*ARTICLE*.
※
You’ve been there before, you click a link or type in a URL, hit enter and you’re faced with a big, blank screen with three numbers, 404. It’s an undesirable, frustrating, and possibly confusing experience, which can often lead to closed pages and high bounce rates.
In this blog, we’ll give you the 101 on 404 pages, what they are, how they affect your SEO, and how to make the most of them. We’ll also be giving a few examples of our favourites from across the web.
What is a 404 page/error?
A 404 page is essentially a destination for all mistyped URLs, expired links and missing pages. The error is displayed when a website visitor has located the server, or site, but not the specific page. This will usually happen when there is an error in the second half of a url, after the main site domain name and a forward slash (/).
For example, if you went to our website, vidacreative.co.uk, and added a destination such as /blog to the end, you would find our blog section. But if you mistyped this, and entered /blgos instead, you’ll be redirected to a 404 page.
※
*STORED RECORDS*.
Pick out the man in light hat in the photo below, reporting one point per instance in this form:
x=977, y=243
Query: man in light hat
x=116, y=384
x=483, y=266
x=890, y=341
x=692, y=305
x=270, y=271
※
*TO DO*.
**a.** Answer these questions about the article on 404 pages:
(i) What does a visitor locate, and fail to locate, when the error is displayed?
(ii) In which part of a URL does the error usually arise?
(iii) What mistyped destination does the article give as an example?
**b.** Write what follows in the article on 404 pages, carrying on after its final sentence.

*ANSWERS FOR THE EXERCISE*.
**a.**
(i) The visitor has located the server, or site, but not the specific page.
(ii) In the second half of the URL, after the main site domain name and a forward slash (/).
(iii) /blgos

**b.**
In the early days of the internet, there were rumours that the 404 page was named after the CERN server room, or office in which Tim Berners-Lee first conceptualised the World Wide Web.
Sadly, in reality the answer is much less whimsical: the initial 4 denotes a client-side error, meaning that the site is working fine, and the error is the fault of the site visitor. The 04 is simply indicating the error; 400 means “Bad Request”, 401 is “Unauthorised” and so on…
But how does this affect SEO?
Strictly speaking, a 404 page does not negatively, or positively impact your SEO Rankings. However, one of the main causes of 404 errors, broken links, can.
Say you had a blog that you decided was no longer relevant and you delete it from your website. Now wherever that blog is linked to, or wherever that blog link appears (on your site or elsewhere) there will be a broken or ‘dead’ link. When that link is used it will direct you to a 404 error.
Google’s web crawlers hate dead links, and if these are found on your site, it can negatively impact your SEO ranking, as well as your site user experience. On the other hand, if your blog removal breaks links on other sites, you could be missing out on precious, SEO boosting ‘link-juice’.
Making the most out of your 404 page.
Landing on a 404 page can be frustrating for site visitors, however, a well-designed 404 page will turn this negative experience into a positive one. There are a number of ways in which this could be done.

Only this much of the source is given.